Write out every single entry exactly.

[Region segmentation data]

___

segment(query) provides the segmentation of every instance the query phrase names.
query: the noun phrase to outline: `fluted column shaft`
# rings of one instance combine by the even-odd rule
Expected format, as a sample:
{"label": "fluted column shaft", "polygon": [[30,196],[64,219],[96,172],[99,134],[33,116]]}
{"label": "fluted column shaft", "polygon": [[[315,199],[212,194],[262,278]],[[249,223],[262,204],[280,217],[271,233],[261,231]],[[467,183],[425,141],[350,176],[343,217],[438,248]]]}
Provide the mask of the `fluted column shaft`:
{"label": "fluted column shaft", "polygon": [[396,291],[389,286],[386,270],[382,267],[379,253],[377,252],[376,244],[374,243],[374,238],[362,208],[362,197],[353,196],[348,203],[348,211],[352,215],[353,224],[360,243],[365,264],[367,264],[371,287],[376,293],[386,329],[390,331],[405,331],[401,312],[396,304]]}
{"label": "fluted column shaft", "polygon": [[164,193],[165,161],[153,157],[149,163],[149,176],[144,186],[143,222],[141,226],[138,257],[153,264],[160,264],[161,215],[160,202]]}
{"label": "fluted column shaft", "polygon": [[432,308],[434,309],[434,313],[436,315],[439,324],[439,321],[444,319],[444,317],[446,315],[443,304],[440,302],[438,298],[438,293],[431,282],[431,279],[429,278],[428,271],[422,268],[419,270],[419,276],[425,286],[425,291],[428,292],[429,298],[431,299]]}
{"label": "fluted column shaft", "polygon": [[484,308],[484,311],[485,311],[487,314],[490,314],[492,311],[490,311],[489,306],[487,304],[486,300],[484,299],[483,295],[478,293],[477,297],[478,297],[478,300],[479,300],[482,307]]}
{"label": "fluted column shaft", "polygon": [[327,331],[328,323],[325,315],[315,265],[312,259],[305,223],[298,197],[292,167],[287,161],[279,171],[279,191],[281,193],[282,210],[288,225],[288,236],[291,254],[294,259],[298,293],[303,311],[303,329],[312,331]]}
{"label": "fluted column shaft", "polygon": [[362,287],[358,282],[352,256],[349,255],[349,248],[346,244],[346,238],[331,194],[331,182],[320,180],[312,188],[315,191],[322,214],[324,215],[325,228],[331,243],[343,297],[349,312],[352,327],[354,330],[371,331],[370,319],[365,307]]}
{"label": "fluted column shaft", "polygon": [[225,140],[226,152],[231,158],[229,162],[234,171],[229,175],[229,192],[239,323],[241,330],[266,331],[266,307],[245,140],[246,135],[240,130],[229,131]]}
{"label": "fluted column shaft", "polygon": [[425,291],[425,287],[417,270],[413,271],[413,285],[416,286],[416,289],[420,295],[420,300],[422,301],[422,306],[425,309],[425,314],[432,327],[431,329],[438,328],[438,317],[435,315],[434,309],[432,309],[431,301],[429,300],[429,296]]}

___

### RESULT OF THE EXERCISE
segment(query) provides the segmentation of every instance the query phrase names.
query: the noun phrase to outline: `fluted column shaft`
# rings of one instance combine by the even-odd rule
Expected format, as a sample:
{"label": "fluted column shaft", "polygon": [[30,196],[64,219],[96,172],[99,134],[33,116]]}
{"label": "fluted column shaft", "polygon": [[[315,199],[212,194],[262,278]],[[249,223],[262,204],[280,217],[271,233],[261,231]],[[467,183],[425,141],[350,176],[343,217],[438,248]]]}
Provide the mask of the `fluted column shaft`:
{"label": "fluted column shaft", "polygon": [[396,291],[389,286],[386,270],[382,267],[379,253],[377,252],[376,244],[374,243],[374,238],[362,208],[362,197],[353,196],[348,203],[348,211],[352,215],[353,224],[360,243],[365,264],[367,264],[371,287],[376,293],[386,329],[390,331],[405,331],[401,312],[396,304]]}
{"label": "fluted column shaft", "polygon": [[164,193],[165,161],[153,157],[149,163],[149,176],[144,186],[143,222],[141,226],[138,257],[153,264],[160,264],[161,215],[160,202]]}
{"label": "fluted column shaft", "polygon": [[432,308],[434,309],[434,313],[436,315],[439,324],[439,321],[444,319],[444,317],[446,315],[443,304],[440,302],[438,298],[438,293],[431,282],[431,279],[429,278],[428,271],[422,268],[419,270],[419,276],[425,286],[425,291],[428,292],[429,298],[431,299]]}
{"label": "fluted column shaft", "polygon": [[484,308],[484,311],[485,311],[487,314],[490,314],[492,311],[490,311],[489,306],[487,304],[486,300],[484,299],[483,295],[478,293],[477,297],[478,297],[478,300],[479,300],[482,307]]}
{"label": "fluted column shaft", "polygon": [[327,331],[328,323],[325,315],[315,265],[312,259],[305,223],[298,197],[292,167],[287,161],[279,171],[279,191],[281,193],[282,210],[288,225],[288,236],[291,254],[294,259],[298,293],[303,311],[303,329],[312,331]]}
{"label": "fluted column shaft", "polygon": [[362,287],[358,282],[352,256],[349,255],[349,248],[346,244],[346,238],[331,194],[331,182],[320,180],[312,188],[315,191],[322,214],[324,215],[325,228],[331,243],[343,297],[349,312],[352,327],[354,330],[371,331],[370,319],[365,307]]}
{"label": "fluted column shaft", "polygon": [[225,140],[226,152],[231,158],[229,162],[234,171],[229,175],[229,192],[239,323],[241,330],[266,331],[266,307],[245,140],[246,135],[240,130],[229,131]]}
{"label": "fluted column shaft", "polygon": [[425,291],[425,287],[417,270],[413,271],[413,285],[416,286],[416,289],[420,295],[420,300],[422,301],[422,306],[425,309],[425,314],[432,327],[431,329],[438,328],[438,317],[435,315],[434,309],[432,309],[431,301],[429,300],[429,296]]}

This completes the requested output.